[Object location annotation data]
start

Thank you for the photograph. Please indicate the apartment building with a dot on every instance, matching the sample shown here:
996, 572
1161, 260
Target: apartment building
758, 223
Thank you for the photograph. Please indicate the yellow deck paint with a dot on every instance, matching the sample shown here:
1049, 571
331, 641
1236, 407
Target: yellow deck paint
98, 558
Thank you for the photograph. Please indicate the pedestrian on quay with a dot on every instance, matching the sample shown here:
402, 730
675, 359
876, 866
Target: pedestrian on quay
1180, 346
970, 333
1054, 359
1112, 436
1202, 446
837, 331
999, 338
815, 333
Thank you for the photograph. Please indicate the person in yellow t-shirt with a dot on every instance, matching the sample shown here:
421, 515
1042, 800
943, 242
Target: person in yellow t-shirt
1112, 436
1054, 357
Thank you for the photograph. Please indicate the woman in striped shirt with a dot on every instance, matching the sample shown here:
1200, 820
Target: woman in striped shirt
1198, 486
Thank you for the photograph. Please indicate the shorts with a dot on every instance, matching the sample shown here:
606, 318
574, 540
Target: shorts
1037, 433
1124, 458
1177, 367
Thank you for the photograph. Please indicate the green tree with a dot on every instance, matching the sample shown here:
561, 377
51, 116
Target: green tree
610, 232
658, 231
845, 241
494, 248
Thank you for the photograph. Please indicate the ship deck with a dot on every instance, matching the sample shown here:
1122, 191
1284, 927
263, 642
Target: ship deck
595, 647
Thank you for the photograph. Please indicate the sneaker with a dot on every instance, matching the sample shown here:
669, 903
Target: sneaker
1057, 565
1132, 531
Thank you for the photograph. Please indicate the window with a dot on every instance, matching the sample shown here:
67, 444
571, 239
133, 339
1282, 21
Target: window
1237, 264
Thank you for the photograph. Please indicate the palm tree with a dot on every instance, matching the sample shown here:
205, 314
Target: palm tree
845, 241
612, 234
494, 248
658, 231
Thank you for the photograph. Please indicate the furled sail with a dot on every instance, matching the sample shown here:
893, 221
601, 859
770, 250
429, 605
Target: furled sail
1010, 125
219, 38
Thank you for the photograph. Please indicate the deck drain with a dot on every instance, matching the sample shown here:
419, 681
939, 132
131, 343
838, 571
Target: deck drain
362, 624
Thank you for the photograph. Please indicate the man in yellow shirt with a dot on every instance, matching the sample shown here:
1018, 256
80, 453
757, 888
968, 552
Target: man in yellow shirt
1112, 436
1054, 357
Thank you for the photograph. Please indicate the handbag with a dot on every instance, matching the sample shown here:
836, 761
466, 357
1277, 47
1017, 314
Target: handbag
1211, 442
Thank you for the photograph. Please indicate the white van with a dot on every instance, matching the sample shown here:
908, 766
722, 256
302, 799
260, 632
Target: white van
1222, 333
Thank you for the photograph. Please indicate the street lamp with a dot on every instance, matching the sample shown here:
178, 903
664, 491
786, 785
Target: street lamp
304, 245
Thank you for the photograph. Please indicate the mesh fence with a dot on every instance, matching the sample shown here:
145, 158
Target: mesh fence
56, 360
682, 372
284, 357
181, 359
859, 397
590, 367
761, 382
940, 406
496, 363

end

**What the task asks**
Repeat all of the entries exactly.

**Answer below**
Thank you for the photograph. Please indicate the apartment building with a dot on every instance, matching the sample shown here:
996, 572
1161, 260
Target: apartment building
758, 223
Thank you for the photograph. Please indicate the yellow deck paint with a dot on every instance, matching the sample shown here:
1049, 571
331, 641
1236, 407
Target: yellow deck paint
98, 558
Thank you for the photograph. Please indicate the pedestrian on quay with a dot on every instance, matching the sample shown here:
402, 730
675, 359
876, 866
Target: pedestrian on quay
1180, 346
970, 333
1054, 359
1112, 436
1202, 446
837, 331
999, 338
815, 333
Thank you for the photograph. Please indicate the person in yellow t-shirt with a dot on every instance, matching the sample shown here:
421, 515
1042, 800
943, 242
Target: person in yellow t-shirt
1112, 436
1054, 357
Thank you for the photograph. Please indicate the woman in striped shirt with a dot on every instance, matching the sample shown here:
1200, 820
Target: woman in striped shirt
1198, 486
Thank you for the photograph. Please indicate the shorts with a dot on every instance, matching the sample shown here:
606, 318
574, 540
Target: shorts
1037, 433
1124, 458
1177, 367
Thank you for the photograph. Please indicate the green tree with a dot on every instance, matching the sample shown here:
561, 377
51, 116
Target: green tree
610, 232
658, 231
845, 241
494, 248
Thank you for the photograph. Please indicate the ship deck with a dot on every instance, matching the sample shown here:
1122, 191
1284, 927
263, 642
Target: ship deck
595, 647
Thank you for the photograph. Please indicate the sneaker with a dot on every instance, matching the sample shown here:
669, 903
Target: sneaker
1057, 565
1132, 531
Thank you for the photograph. Please indicate the window with a dot on every instance, matching the sample shown here:
67, 444
571, 239
133, 339
1282, 21
Target: window
1237, 264
Thank you for the photograph. Please indicate the palm tree with a dot on every instance, matching the sample shown here:
205, 314
Target: palm tree
845, 241
612, 234
494, 248
658, 231
Thank you for the photograph. Please indicate the furled sail with a dot on every instance, matching the sample shown here:
893, 221
601, 859
770, 250
429, 605
Target: furled sail
1010, 125
219, 38
Thank you for the photograph. Please indicate the deck drain with a dot on every instance, matching the sample shown here:
419, 681
939, 132
131, 343
838, 571
Target: deck drain
362, 624
Thank you for the photograph. Please indicate the man in yellow shirt with a dot on every instance, matching the sample shown here:
1018, 256
80, 453
757, 888
968, 552
Target: man in yellow shirt
1112, 436
1054, 357
Thank you for the photograph. Please indicate the handbag with a dot on every instance, matching the sample shown here:
836, 761
466, 357
1277, 47
1017, 314
Target: handbag
1211, 442
Thank you for the photograph. Please indicate the white van with a dot on every instance, matching the sample shown here:
908, 766
722, 256
302, 799
260, 632
Target: white van
1222, 333
Thank you for the photograph. Please indicate the street lamp with a dot on every instance, matching the sample shown here:
178, 903
664, 491
786, 785
Target: street lamp
304, 245
Thank you for the photograph. Please indicate the mesh fence with a dot on every instance, matching the sample shown here:
145, 158
Target: mesh fence
56, 360
682, 372
284, 357
181, 359
859, 397
590, 367
761, 382
940, 406
496, 363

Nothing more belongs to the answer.